Plot Synopsis (continued)
In the large lobby of the front hall as a orchestra
plays a minuet in the background, George (with white gloves and a
carnation in his buttonhole) stands with his mother (dressed in a
gorgeous ball gown) in the reception line and greets everyone assuredly
(but falsely): "I remember you very well indeed." He is
quickly attracted to Lucy and instantly falls for her - carrying
on the tradition of an attraction between a Morgan and an Amberson.
George leaves the reception line and takes her arm-in-arm for a long
stroll through the richly-decorated mansion toward the upstairs dancing
hall in a long, gliding tracking shot (with deep focus perspective).
The marvelously fluid tracking shot follows them across the entrance
hall, up the oak stairs, past stained-glass windows, and down the
long corridor of the second story.
On their way as they gracefully glide through the mansion
elegantly enriched with Edwardian craftsmanship, George is unconscious
of her father's identity. With characteristic stupidity, he foolishly
insults Eugene, calling him "the queer looking guy" as
Ludy's father talks to one of Major Amberson's two grown-up children,
Hon. Uncle Jack Amberson, a Congressman. To impress Lucy, he tells
her: "The family always liked to have someone in Congress." George
is quickly offended by all the men who are friendly and greet Lucy,
rudely remarking: "How'd all these ducks get to know you so
quick?" He is slightly annoyed that his mother invited them:
George: I really don't see why my mother invited
them.

Direction 1:
According to the plot synopsis, what office does Uncle Jack Amberson hold?
The listing that follows is unrelated to the plot synopsis and comes from a different source.

Data extract:

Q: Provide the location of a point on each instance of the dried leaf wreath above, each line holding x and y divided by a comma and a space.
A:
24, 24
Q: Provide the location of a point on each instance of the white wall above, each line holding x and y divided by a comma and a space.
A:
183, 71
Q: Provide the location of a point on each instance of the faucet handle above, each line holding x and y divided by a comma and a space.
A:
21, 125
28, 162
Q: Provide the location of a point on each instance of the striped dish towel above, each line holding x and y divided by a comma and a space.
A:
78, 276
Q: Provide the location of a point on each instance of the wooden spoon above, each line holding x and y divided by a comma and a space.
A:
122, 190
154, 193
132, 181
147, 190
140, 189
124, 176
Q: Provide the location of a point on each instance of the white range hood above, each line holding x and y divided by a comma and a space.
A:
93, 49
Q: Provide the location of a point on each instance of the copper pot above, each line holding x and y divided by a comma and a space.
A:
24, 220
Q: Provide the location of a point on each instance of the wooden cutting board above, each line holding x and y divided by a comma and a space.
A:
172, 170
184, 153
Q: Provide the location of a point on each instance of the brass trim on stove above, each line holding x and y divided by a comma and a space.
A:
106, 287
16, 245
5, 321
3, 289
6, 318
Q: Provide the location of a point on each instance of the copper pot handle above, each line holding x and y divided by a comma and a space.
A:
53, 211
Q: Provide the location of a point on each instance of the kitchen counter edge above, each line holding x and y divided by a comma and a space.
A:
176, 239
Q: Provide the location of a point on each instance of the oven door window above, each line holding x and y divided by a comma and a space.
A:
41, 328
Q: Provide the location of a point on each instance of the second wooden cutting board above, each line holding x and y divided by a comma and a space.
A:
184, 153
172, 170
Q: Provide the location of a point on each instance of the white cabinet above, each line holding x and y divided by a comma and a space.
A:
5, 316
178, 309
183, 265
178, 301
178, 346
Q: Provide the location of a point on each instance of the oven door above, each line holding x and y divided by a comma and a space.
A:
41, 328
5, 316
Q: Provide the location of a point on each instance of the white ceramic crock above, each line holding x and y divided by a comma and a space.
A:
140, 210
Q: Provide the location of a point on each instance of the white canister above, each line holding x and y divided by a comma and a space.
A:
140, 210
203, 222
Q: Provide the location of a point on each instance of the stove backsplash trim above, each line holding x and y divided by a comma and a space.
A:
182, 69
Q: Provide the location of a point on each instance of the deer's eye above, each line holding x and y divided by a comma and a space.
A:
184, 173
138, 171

Direction 2:
Give the lines of the listing from the one holding "oven door window" through the end of the listing, inclusive, as a numbered list without blank lines.

Task output 1:
He is a Congressman.

Task output 2:
1. Q: Provide the location of a point on each instance of the oven door window above, each line holding x and y divided by a comma and a space.
2. A:
3. 41, 328
4. Q: Provide the location of a point on each instance of the second wooden cutting board above, each line holding x and y divided by a comma and a space.
5. A:
6. 184, 153
7. 172, 170
8. Q: Provide the location of a point on each instance of the white cabinet above, each line holding x and y divided by a comma and a space.
9. A:
10. 5, 316
11. 178, 309
12. 183, 265
13. 178, 301
14. 178, 346
15. Q: Provide the location of a point on each instance of the oven door above, each line holding x and y divided by a comma and a space.
16. A:
17. 41, 328
18. 5, 316
19. Q: Provide the location of a point on each instance of the white ceramic crock above, each line holding x and y divided by a comma and a space.
20. A:
21. 140, 210
22. Q: Provide the location of a point on each instance of the white canister above, each line holding x and y divided by a comma and a space.
23. A:
24. 140, 210
25. 203, 222
26. Q: Provide the location of a point on each instance of the stove backsplash trim above, each line holding x and y divided by a comma and a space.
27. A:
28. 182, 69
29. Q: Provide the location of a point on each instance of the deer's eye above, each line holding x and y divided by a comma and a space.
30. A:
31. 184, 173
32. 138, 171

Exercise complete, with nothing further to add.